* SHORT TASK
Print every line of the records below word for word, from first to last, but leave out the pictures.
------------
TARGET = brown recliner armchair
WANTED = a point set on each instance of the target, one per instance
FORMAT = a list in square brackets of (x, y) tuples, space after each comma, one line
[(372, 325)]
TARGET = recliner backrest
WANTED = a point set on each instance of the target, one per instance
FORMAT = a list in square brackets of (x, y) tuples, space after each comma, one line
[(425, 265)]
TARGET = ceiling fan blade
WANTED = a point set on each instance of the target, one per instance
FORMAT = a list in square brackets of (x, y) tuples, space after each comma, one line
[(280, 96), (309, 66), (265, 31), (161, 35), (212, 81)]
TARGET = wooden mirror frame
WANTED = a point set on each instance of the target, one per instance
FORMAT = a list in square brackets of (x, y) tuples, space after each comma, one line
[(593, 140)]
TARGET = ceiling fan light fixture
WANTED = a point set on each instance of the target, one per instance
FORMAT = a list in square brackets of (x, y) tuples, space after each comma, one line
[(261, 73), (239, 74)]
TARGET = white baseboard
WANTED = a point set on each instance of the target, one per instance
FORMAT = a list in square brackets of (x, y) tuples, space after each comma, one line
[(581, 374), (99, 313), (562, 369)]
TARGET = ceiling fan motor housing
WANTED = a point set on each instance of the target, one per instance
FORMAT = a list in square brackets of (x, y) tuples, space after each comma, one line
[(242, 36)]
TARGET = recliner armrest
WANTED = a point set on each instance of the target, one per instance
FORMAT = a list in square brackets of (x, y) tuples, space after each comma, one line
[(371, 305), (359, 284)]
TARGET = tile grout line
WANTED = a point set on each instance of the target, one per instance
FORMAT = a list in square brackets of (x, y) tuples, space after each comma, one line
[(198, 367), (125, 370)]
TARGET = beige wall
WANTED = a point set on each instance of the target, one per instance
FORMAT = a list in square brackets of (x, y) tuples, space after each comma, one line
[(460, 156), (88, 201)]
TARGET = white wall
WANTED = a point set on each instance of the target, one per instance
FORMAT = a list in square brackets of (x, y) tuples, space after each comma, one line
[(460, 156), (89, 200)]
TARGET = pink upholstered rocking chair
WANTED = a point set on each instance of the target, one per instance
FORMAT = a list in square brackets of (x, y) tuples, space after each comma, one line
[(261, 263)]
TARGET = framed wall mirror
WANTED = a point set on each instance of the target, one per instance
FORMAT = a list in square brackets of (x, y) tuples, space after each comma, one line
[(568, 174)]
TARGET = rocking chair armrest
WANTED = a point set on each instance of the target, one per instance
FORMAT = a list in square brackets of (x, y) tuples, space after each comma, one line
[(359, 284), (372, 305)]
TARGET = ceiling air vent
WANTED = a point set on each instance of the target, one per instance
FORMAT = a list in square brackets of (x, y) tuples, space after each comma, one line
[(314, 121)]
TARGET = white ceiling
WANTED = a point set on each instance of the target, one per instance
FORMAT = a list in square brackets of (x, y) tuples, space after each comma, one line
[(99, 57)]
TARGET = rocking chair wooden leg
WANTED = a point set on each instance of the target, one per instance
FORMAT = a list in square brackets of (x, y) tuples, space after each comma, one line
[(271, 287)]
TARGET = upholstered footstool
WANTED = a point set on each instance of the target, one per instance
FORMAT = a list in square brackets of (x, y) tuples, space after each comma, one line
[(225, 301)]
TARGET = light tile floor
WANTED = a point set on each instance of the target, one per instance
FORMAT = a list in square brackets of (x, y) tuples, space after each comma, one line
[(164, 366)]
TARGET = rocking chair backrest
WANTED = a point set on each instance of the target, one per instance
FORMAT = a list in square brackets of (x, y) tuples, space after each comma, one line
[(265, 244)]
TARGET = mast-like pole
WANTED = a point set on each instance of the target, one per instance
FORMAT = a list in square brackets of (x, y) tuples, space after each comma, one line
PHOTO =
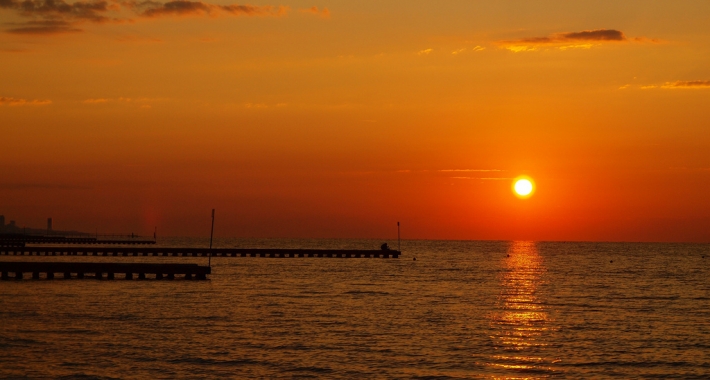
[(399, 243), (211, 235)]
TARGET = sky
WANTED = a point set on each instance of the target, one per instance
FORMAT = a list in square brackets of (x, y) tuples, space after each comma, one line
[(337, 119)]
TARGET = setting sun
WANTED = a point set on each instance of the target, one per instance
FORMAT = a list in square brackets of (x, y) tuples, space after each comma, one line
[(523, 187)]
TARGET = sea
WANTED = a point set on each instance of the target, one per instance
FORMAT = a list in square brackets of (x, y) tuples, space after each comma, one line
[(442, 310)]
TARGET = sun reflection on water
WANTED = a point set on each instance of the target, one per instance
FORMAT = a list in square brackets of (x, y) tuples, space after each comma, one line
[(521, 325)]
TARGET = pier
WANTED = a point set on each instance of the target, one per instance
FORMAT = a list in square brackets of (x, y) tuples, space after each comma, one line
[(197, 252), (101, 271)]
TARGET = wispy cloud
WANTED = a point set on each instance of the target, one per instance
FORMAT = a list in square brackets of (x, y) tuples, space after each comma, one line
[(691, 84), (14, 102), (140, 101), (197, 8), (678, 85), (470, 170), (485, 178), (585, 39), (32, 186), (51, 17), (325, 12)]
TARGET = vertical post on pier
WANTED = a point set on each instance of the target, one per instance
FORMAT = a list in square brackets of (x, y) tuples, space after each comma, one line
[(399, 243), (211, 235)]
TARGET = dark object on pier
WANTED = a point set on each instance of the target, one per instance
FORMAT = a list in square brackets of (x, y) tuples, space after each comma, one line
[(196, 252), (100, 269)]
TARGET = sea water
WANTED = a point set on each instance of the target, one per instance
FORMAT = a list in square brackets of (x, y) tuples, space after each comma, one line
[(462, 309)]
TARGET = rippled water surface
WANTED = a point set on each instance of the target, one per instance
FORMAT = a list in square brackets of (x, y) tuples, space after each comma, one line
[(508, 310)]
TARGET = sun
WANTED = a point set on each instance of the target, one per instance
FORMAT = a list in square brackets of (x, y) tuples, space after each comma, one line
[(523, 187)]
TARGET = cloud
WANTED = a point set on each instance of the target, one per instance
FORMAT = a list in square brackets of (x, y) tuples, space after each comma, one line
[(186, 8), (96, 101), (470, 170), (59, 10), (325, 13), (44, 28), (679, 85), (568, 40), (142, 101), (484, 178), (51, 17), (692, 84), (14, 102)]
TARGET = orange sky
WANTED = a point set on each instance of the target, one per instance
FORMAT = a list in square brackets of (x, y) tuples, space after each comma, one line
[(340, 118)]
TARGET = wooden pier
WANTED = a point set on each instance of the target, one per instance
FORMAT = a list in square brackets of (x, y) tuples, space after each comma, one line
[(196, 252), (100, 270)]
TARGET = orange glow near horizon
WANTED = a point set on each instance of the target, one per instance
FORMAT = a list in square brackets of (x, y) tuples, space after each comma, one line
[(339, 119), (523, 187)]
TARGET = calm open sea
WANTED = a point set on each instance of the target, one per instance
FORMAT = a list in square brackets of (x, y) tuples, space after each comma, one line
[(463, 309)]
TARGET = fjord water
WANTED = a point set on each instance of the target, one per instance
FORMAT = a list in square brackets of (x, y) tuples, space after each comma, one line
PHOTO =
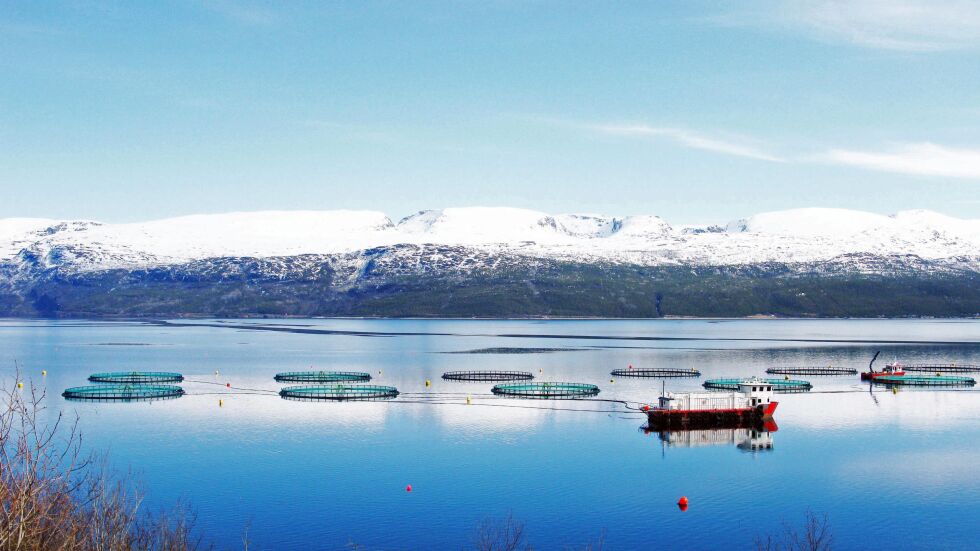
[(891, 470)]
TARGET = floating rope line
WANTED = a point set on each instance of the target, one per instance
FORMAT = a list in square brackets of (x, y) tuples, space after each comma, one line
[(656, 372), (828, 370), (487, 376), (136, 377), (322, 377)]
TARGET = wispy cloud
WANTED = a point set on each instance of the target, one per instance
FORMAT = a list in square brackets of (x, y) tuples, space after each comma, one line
------------
* CORRECT ANSWER
TARGET = brown recliner armchair
WANTED = a point set on each instance of the target, one per instance
FORMAT = a list in square brackets of (x, y) tuples, space after each comma, one line
[(372, 325)]
TARGET = recliner backrest
WANTED = a point set on each instance of the target, one per instance
FORMAT = a list in square brackets of (x, y) tuples, space after each comma, one line
[(425, 265)]
TARGET = ceiling fan blade
WANTED = a point set on each instance of the target, one per instance
FORMAT = a list in square brackets of (x, y) tuples, space after each comma, one line
[(280, 96), (309, 66), (265, 31), (161, 35), (212, 81)]
TARGET = wooden mirror frame
WANTED = a point set on each instance of the target, one per instance
FORMAT = a list in square brackets of (x, y) tuples, space after each comma, one line
[(593, 140)]
TARGET = ceiling fan light fixture
WANTED = a point set on each instance of the target, one per instance
FORMAT = a list in square brackets of (x, y) tuples, space after each comma, one line
[(261, 73), (239, 74)]
TARGET = white baseboard
WANTED = a point set on each instance of the target, one per instance
FORMAT = a list in square brackets of (x, y) tuples, space after each comma, one line
[(581, 374), (99, 313), (562, 369)]
TARGET = ceiling fan motor housing
WANTED = a point set on each instance of the target, one per instance
FORMAT = a list in square brackets of (x, y) tuples, space after each comma, one line
[(242, 36)]
TARGET = recliner armrest
WANTED = a point set on each instance of the target, one per instance
FORMAT = a list in square brackets of (x, y) tuples, space after each comma, one line
[(371, 305), (359, 284)]
TARGET = tile grout line
WANTED = a point set on each instance of the target, one per instance
FORMAT = a list in square brackets of (x, y) tuples, space after each comma, one line
[(198, 367), (125, 370)]
TARGET = beige wall
WANTED = a point set on each instance of the target, one per instance
FORMAT = a list in square brackets of (x, y) tuples, space after each comma, one line
[(460, 156), (88, 201)]
TARGET = white wall
WANTED = a point set on each instance of the target, one per instance
FORMAT = a list in square brackets of (x, y) tuples, space after each comma, one line
[(460, 156), (89, 200)]
TARGET = pink upholstered rocking chair
WANTED = a point set on each instance of the target, one per instance
FORMAT = a list in square brackets of (x, y) tuples, space after each comma, one line
[(261, 263)]
TARGET = framed wall mirror
WANTED = a point set on each instance of the target, one per instance
FORMAT = a list in square brackets of (x, y) tuples, space after each comma, one line
[(568, 174)]
TARGET = rocking chair armrest
WANTED = a point set on each instance of the target, one per instance
FORMAT = a list in square brackets of (x, y) tuples, space after each comma, one line
[(359, 284), (372, 305)]
TARGET = ceiling air vent
WANTED = a point set on each instance of the target, one per instance
FORMAT = a list in square brackets of (x, y) tuples, space after each comma, one line
[(314, 121)]
TARGET = white ceiling
WANTED = a point set on each instance of the target, one per instance
FORMAT = a list in square brackets of (x, y) tuples, space after each comma, one line
[(99, 57)]
TARGET = rocking chair wooden leg
WANTED = a point set on each instance of the target, one per instance
FORMAT = a list in square brackets of (x, y) tuples, space after each comma, one line
[(271, 287)]
TARGET = upholstered footstool
WANTED = a point set on each instance of the target, one per instance
FORMAT = a list in square brackets of (x, y) tuples, space after each comma, one line
[(225, 301)]
TARGET = light tile floor
WANTED = a point set on each instance of the target, one per instance
FORMAT = a list in square brackets of (x, y) tuples, space after each comma, one line
[(164, 366)]
TARGET = rocking chair backrest
WANTED = a point set on each instance of the target, one per instance
FORMAT = a list in square brackets of (x, y) tuples, space after each comma, one line
[(265, 244)]
TARGET = mast-like pole
WANTED = a point set on each instance of the target, one per instance
FORMAT = a list in square brackets of (x, y) tuples, space after each comma, one line
PHOTO =
[(399, 243), (211, 235)]
TARGET = sky
WANTED = a point set on each instance of the target, one per instance
FORMAT = a list in square brackets of (x, y) tuples, space after each comma, one line
[(337, 119)]
TARGET = setting sun
WANTED = a point set on each instance of the target, one per instance
FORMAT = a list in square brackets of (x, y) tuples, space after each comma, one line
[(523, 187)]
TARGET = sea
WANTED = a point set on each instance of the target, one per instance
FORMAT = a list in square brackets of (x, y) tuples, space after each comma, one line
[(442, 310)]
TARGET = sun reflection on water
WANTED = a point set on each instance of the target, one per instance
FORMAT = a list in square brackets of (x, y) tuples, space after each comma, one line
[(521, 325)]
TARGET = pier
WANTED = a point set on each instance of the target, one per instance
FORMAT = a list in square brackets of (x, y) tuples, space after each comma, one line
[(197, 252), (101, 271)]
TARGET = wispy cloud
WANTED = a point set on each instance of the target, one per instance
FORMAT = a list in square brackets of (x, y) tuples, space after each comma, one line
[(691, 84), (14, 102), (140, 101), (197, 8), (678, 85), (470, 170), (485, 178), (585, 39), (32, 186), (51, 17), (325, 12)]
TARGET = vertical post on pier
WANTED = a point set on each instance of the target, one per instance
FORMAT = a list in square brackets of (x, y) tuples, space after each comma, one line
[(399, 243), (211, 235)]
TARGET = dark object on pier
WANTED = a point set on each instance of the target, one per instance
FORMAT = a list in square brackets of (x, y) tuples, space after each comma, one line
[(196, 252), (100, 269)]
TARGET = sea water
WANTED = a point set on each instance of the target, one per instance
FORMAT = a list in square brackets of (x, y) tuples, space after each comma, one line
[(462, 309)]
TARGET = rippled water surface
WANTED = a point set on each instance of the target, one per instance
FORMAT = a list in square brackets of (x, y) tuples, space after each comma, one line
[(508, 310)]
TARGET = sun
WANTED = a point set on each instance of the target, one per instance
FORMAT = a list in square brackets of (x, y) tuples, space after each comma, one line
[(523, 187)]
TARGET = cloud
WANTED = a point set on each instance of the target, one per instance
FORMAT = a list in square brackets of (x, y) tuples, space after each comma, one line
[(186, 8), (96, 101), (470, 170), (59, 10), (325, 13), (44, 28), (679, 85), (568, 40), (142, 101), (484, 178), (51, 17), (692, 84), (14, 102)]
TARGET = orange sky
WANTED = a point set on each instance of the target, one per instance
FORMAT = a list in square brackets of (x, y) tuples, space after each comma, one line
[(340, 118)]
TARGET = wooden pier
WANTED = a point set on each instance of the target, one per instance
FORMAT = a list in square brackets of (x, y) tuples, space after each comma, one line
[(196, 252), (100, 270)]
TARGET = orange glow near horizon
WANTED = a point set on each instance of the target, one per instance
FORMAT = a list in square brackets of (x, y) tuples, space after each comma, one line
[(339, 119), (523, 187)]
TARGET = calm open sea
WANTED = a point set on each instance of the target, one per instance
FORMAT = a list in square brackets of (x, y) tuples, space after each comma, one line
[(463, 309)]
TARGET = fjord water
WANTED = a point set on each instance of the target, one per instance
FORMAT = a list in square brackets of (x, y) tuples, space after each comma, one line
PHOTO =
[(891, 470)]
TARGET = floating rope line
WANTED = a point set on each instance of the target, one per instance
FORMAT = a list in square brackets of (x, y) tuples, space after each comma, one line
[(656, 372), (828, 370), (487, 376), (136, 377), (322, 377)]
TARGET = wispy cloud
WANTED = a point set on each instance of the target, one per instance
FORMAT = a list in square brackets of (x, y) tuples, space after each comma, one line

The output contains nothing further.